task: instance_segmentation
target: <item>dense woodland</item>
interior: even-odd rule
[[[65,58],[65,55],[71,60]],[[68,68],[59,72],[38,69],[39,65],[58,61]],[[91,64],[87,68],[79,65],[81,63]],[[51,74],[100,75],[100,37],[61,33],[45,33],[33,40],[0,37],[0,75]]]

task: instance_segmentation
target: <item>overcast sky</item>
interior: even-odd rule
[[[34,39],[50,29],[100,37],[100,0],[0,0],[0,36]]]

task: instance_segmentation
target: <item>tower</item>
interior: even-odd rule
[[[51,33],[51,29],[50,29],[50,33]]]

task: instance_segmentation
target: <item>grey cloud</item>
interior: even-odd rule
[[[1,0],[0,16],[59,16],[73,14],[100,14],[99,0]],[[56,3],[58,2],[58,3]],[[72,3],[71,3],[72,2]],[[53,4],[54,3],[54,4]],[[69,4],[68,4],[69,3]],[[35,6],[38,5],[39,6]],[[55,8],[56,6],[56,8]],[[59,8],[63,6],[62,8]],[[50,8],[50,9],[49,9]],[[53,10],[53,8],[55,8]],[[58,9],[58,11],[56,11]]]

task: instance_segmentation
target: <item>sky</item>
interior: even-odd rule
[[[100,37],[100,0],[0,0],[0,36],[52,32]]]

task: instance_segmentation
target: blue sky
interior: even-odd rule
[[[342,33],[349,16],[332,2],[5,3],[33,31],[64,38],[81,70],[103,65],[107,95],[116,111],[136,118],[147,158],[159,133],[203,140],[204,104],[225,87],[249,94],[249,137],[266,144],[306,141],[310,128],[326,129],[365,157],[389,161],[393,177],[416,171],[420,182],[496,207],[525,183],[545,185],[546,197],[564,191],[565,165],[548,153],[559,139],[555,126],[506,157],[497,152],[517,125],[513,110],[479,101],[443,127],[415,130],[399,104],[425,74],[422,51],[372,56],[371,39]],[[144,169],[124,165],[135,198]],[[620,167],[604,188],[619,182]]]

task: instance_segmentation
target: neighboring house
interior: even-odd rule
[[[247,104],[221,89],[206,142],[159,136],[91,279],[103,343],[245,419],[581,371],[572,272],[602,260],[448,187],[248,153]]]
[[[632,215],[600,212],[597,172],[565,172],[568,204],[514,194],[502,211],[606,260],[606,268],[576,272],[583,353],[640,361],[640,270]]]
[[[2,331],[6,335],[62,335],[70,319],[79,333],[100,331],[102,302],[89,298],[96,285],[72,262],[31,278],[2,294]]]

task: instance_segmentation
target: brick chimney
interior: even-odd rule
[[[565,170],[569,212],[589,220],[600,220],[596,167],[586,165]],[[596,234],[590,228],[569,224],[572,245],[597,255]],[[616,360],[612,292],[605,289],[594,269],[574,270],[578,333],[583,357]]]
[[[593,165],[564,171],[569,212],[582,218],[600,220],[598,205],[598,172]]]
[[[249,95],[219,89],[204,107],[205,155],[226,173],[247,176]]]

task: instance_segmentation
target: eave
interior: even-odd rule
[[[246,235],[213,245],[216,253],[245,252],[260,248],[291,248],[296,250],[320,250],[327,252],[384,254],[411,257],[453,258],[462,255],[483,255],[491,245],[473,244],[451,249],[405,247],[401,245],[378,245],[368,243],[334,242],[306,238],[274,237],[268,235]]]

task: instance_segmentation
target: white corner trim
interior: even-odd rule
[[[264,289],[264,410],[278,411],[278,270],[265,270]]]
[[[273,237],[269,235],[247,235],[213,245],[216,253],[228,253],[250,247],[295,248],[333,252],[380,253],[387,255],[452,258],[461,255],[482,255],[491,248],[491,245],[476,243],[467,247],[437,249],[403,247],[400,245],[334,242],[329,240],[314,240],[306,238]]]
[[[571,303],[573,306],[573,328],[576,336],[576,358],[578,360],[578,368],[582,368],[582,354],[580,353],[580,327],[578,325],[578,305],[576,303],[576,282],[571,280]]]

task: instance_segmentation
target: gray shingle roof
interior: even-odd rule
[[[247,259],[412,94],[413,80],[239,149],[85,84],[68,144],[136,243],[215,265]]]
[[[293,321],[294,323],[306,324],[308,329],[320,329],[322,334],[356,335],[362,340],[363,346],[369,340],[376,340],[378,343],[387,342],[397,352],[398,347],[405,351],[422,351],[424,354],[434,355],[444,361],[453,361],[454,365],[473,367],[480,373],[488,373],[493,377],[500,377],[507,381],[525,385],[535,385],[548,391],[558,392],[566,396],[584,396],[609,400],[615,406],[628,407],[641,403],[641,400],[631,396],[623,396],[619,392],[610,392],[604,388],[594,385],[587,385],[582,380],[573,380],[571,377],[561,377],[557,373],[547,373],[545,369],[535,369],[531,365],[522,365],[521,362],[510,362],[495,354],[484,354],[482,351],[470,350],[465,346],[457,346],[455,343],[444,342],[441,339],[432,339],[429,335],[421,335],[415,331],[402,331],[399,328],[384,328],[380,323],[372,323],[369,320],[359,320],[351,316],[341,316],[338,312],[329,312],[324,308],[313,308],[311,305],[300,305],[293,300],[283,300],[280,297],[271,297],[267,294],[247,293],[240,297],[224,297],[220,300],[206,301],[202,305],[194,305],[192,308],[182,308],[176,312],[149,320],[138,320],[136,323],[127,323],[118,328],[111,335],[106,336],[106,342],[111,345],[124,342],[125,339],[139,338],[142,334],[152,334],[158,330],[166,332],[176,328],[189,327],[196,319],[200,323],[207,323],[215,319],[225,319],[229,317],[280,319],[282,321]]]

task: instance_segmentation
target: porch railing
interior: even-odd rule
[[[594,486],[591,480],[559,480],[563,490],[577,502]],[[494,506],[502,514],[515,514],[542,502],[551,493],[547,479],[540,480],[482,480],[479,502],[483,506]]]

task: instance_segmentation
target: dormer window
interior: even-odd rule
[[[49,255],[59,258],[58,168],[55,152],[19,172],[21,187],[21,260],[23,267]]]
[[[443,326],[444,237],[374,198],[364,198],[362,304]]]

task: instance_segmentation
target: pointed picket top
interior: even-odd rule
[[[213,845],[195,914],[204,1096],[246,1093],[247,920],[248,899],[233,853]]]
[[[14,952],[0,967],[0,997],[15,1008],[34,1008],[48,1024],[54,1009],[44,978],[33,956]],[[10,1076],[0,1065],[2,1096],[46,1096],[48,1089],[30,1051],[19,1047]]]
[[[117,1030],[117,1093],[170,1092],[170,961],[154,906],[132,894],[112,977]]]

· · · · · · ·

The exercise: Reproduce the rows word for word, from the first line down to and including the line that contains "[[[100,37],[100,0],[0,0],[0,36],[52,32]]]".

Output for this exercise:
task: instance_segmentation
target: <item>dense woodland</item>
interior: even-odd rule
[[[65,58],[65,55],[71,60]],[[68,68],[59,72],[38,69],[39,65],[58,61]],[[91,64],[87,68],[79,65],[81,63]],[[51,74],[100,75],[100,37],[61,33],[45,33],[33,40],[0,37],[0,75]]]

task: instance_segmentation
target: <item>overcast sky</item>
interior: even-odd rule
[[[34,39],[50,29],[100,37],[100,0],[0,0],[0,36]]]

task: instance_segmentation
target: <item>tower</item>
interior: even-odd rule
[[[51,33],[51,29],[50,29],[50,33]]]

task: instance_segmentation
target: <item>grey cloud</item>
interior: even-odd rule
[[[1,0],[0,16],[59,16],[73,14],[100,14],[99,0]],[[56,3],[58,2],[58,3]],[[72,3],[71,3],[72,2]],[[53,4],[54,3],[54,4]],[[69,4],[68,4],[69,3]],[[35,6],[38,5],[39,6]],[[55,8],[56,6],[56,8]],[[59,8],[63,6],[62,8]],[[50,8],[50,9],[49,9]],[[53,10],[53,8],[55,8]],[[58,9],[58,11],[56,11]]]

task: instance_segmentation
target: <item>sky</item>
interior: even-odd rule
[[[100,37],[100,0],[0,0],[0,36],[52,32]]]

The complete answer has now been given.